* _Extract_:
--*--
Being a part of DynCorp International’s mission to support defense, diplomacy, and international development services to the U.S. government is what interests her and drives her most in her career. She’s become adept at stress- and time- management, has good communication and people skills, and the flexibility necessary to deal with so many people around the world, and manages home/life balance issues with the help of a very understanding husband.
 
 
ITT Exelis—Many Career Options
As far back as high school, Wendy Avelar was fascinated by how things worked. So the Wheaton, MD, native participated in a four-year high-school program called Project Lead-the-Way, where she learned something about each of the engineering disciplines. “I ended up choosing mechanical engineering,” she recalls. It was the broadest discipline and she thought it would offer the most career opportunities.  
She was also part of Collegiate Directions, Inc. (CDI), a nonprofit organization that offers college counseling and support to low-income, primarily first-generation college students. CDI helped her apply for scholarship opportunities. Avelar attended Cornell University on a scholarship. She completed two summer internships at ITT Exelis, after her freshman and junior years. “The vice president of my current project at Exelis is actually a supporter of CDI,” she explains. “She informed my counselors of the internship opportunities at Exelis.”   
  ITT Exelis, a diversified aerospace, defense, and information solutions company headquartered in McLean, VA, is dedicated to meet the needs of military, government, and commercial customers around the world. It focuses on products and services in communications, composites, air traffic solutions, information and cyber solutions, space missions, and command, control, communications, computers, intelligence, surveillance, and reconnaissance (C4ISR).
As an intern, Avelar worked on a ground communication project for the U.S Department of Defense, mostly shadowing a more experienced engineer and learning what the different responsibilities of the job would be if she were to come onboard full time after graduation. “And, I would get the smaller task, they would teach me a little bit about it, and then they would kind of hand it off to me,” she recalls. They would also give her an idea of where the task would fit within the entire project.
--*--
* _Supplied entries_:
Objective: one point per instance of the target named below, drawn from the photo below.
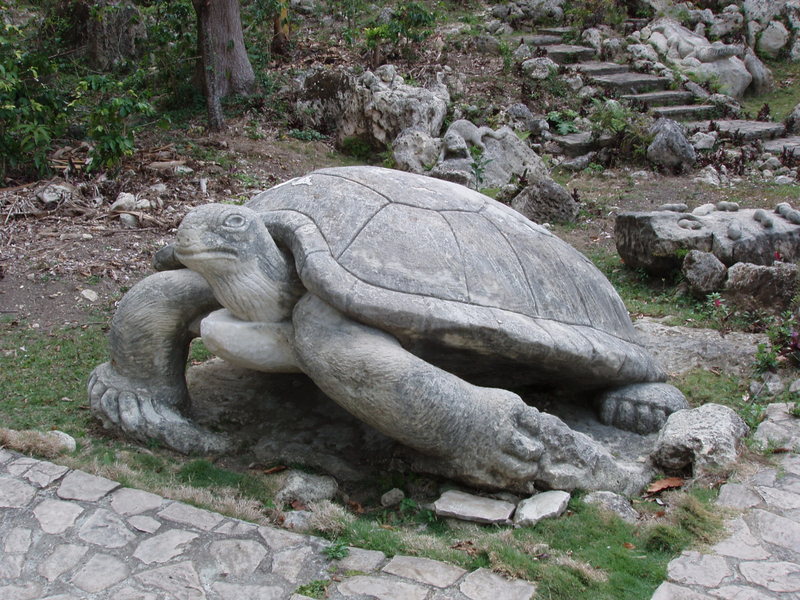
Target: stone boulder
(706, 438)
(761, 287)
(670, 149)
(655, 240)
(374, 106)
(704, 272)
(545, 201)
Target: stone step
(632, 83)
(596, 68)
(542, 39)
(662, 98)
(791, 144)
(564, 54)
(749, 130)
(685, 112)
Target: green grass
(785, 95)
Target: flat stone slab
(632, 83)
(546, 505)
(567, 53)
(748, 130)
(467, 507)
(777, 146)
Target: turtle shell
(465, 282)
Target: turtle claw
(640, 407)
(136, 409)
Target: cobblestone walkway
(68, 535)
(760, 559)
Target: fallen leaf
(668, 483)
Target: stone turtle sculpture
(402, 297)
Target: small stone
(189, 515)
(239, 558)
(424, 570)
(83, 486)
(775, 576)
(144, 523)
(467, 507)
(611, 502)
(693, 568)
(164, 547)
(100, 573)
(392, 498)
(546, 505)
(127, 501)
(106, 529)
(361, 560)
(380, 587)
(55, 516)
(482, 584)
(15, 493)
(63, 558)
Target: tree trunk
(225, 68)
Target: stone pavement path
(69, 535)
(760, 558)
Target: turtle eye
(234, 221)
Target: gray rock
(392, 498)
(614, 503)
(545, 201)
(670, 148)
(707, 438)
(773, 39)
(546, 505)
(760, 287)
(468, 507)
(704, 272)
(305, 488)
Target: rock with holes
(409, 301)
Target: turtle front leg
(142, 390)
(484, 436)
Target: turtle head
(232, 249)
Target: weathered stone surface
(706, 437)
(63, 558)
(239, 558)
(163, 547)
(55, 516)
(468, 507)
(424, 570)
(670, 149)
(78, 485)
(704, 272)
(106, 529)
(100, 573)
(190, 515)
(546, 201)
(773, 575)
(179, 581)
(736, 495)
(652, 240)
(741, 543)
(384, 589)
(760, 287)
(546, 505)
(128, 501)
(362, 560)
(306, 487)
(693, 568)
(615, 503)
(15, 493)
(482, 584)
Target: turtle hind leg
(640, 407)
(142, 390)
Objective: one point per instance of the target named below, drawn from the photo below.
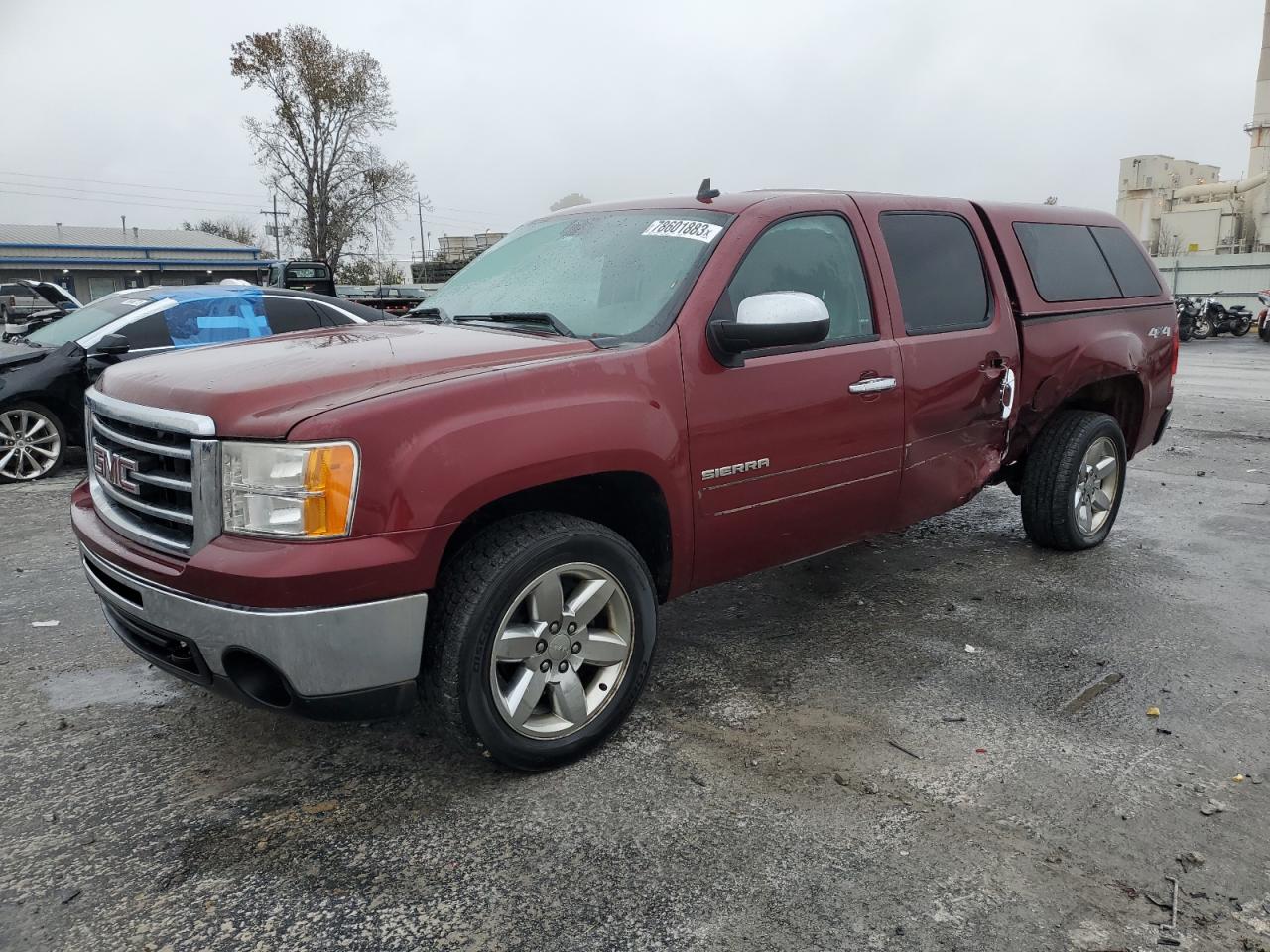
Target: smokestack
(1259, 150)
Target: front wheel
(541, 640)
(1074, 480)
(32, 442)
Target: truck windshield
(86, 318)
(602, 275)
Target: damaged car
(28, 304)
(44, 373)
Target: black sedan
(45, 373)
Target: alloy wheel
(562, 651)
(1096, 486)
(30, 444)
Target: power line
(116, 194)
(108, 200)
(134, 184)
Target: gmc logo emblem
(114, 468)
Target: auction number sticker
(684, 227)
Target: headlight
(289, 489)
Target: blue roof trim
(240, 249)
(145, 263)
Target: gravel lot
(758, 798)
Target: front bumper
(354, 660)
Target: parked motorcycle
(1215, 318)
(1188, 309)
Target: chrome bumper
(318, 651)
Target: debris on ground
(322, 807)
(901, 747)
(1191, 858)
(1091, 692)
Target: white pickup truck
(26, 304)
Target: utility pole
(277, 231)
(423, 254)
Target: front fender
(435, 454)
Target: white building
(1178, 206)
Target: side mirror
(775, 318)
(111, 345)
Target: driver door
(799, 449)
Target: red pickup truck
(611, 408)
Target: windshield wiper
(538, 318)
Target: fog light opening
(257, 678)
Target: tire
(1061, 507)
(44, 430)
(488, 585)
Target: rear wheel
(541, 640)
(32, 442)
(1074, 481)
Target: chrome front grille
(154, 477)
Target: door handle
(873, 385)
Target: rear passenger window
(290, 313)
(939, 272)
(1127, 259)
(816, 254)
(1066, 262)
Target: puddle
(141, 685)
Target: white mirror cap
(783, 307)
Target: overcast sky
(504, 107)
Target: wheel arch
(630, 503)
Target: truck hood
(261, 389)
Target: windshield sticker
(684, 227)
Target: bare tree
(317, 146)
(234, 229)
(570, 202)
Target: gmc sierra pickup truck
(612, 407)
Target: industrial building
(95, 262)
(1206, 234)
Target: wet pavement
(821, 761)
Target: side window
(330, 317)
(217, 320)
(816, 254)
(1066, 263)
(1128, 262)
(148, 333)
(939, 272)
(290, 313)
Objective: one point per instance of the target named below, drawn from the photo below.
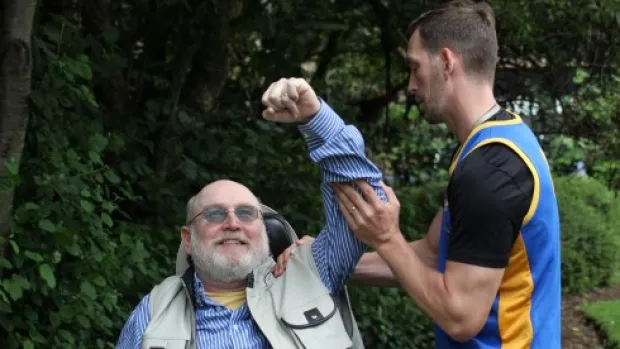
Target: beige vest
(293, 311)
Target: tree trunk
(15, 71)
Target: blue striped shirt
(339, 151)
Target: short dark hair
(465, 26)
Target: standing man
(488, 271)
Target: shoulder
(494, 173)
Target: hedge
(590, 228)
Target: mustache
(230, 236)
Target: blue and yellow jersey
(526, 310)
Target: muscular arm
(488, 198)
(372, 270)
(339, 151)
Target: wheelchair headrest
(280, 233)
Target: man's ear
(186, 238)
(448, 60)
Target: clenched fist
(290, 100)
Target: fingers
(283, 258)
(281, 100)
(369, 193)
(389, 192)
(350, 209)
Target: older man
(229, 298)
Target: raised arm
(339, 151)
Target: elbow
(464, 330)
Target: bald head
(223, 193)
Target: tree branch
(15, 74)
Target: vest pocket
(154, 343)
(317, 324)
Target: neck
(471, 103)
(215, 286)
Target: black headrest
(279, 238)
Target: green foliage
(118, 140)
(605, 316)
(588, 216)
(68, 223)
(379, 310)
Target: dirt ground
(577, 331)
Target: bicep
(472, 289)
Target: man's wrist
(395, 245)
(322, 126)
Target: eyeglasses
(219, 214)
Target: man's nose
(231, 222)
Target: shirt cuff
(323, 126)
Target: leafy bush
(386, 316)
(588, 211)
(590, 217)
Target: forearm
--*--
* _Directions_:
#1 From the career profiles, list every area of products and services that ITT Exelis is said to focus on.
#2 Write the next part of the career profiles, picking up after the final sentence shown.

* _Answer set_:
#1 communications; composites; air traffic solutions; information and cyber solutions; space missions; command, control, communications, computers, intelligence, surveillance, and reconnaissance (C4ISR)

#2
When she graduated from Cornell in May 2011, she was hired on full time at ITT Exelis as an entry-level mechanical engineer 1. “I was given the option to look at the different projects and choose the project I found the most interesting or that would be the best fit for me within the space communications network services contract,” she reports. 
The SCNS contract focuses on communications and tracking services for a wide range of aircraft, spacecraft, and satellites. Avelar chose to do radio astronomy work on the Very Long Baseline Interferometry (VLBI) project, where data from multiple telescopes placed in different locations and focused on the same object in space can help scientists predict natural occurrences such as earthquakes.
She received orientation to the company and then to the SCNS contract. “Once I chose to go with VLBI, I received on-the-job training from some of my more experienced colleagues, some of whom, Avelar says, act as mentors. 
One of her biggest challenges is to try to figure out why equipment doesn’t behave the way it’s supposed to. Her colleagues have been her greatest resource. “They point me in the right direction and give me the reading material necessary to figure out the solution to the problem,” she notes.
Avelar enjoys working for ITT Exelis, where different projects and contracts provide many career options.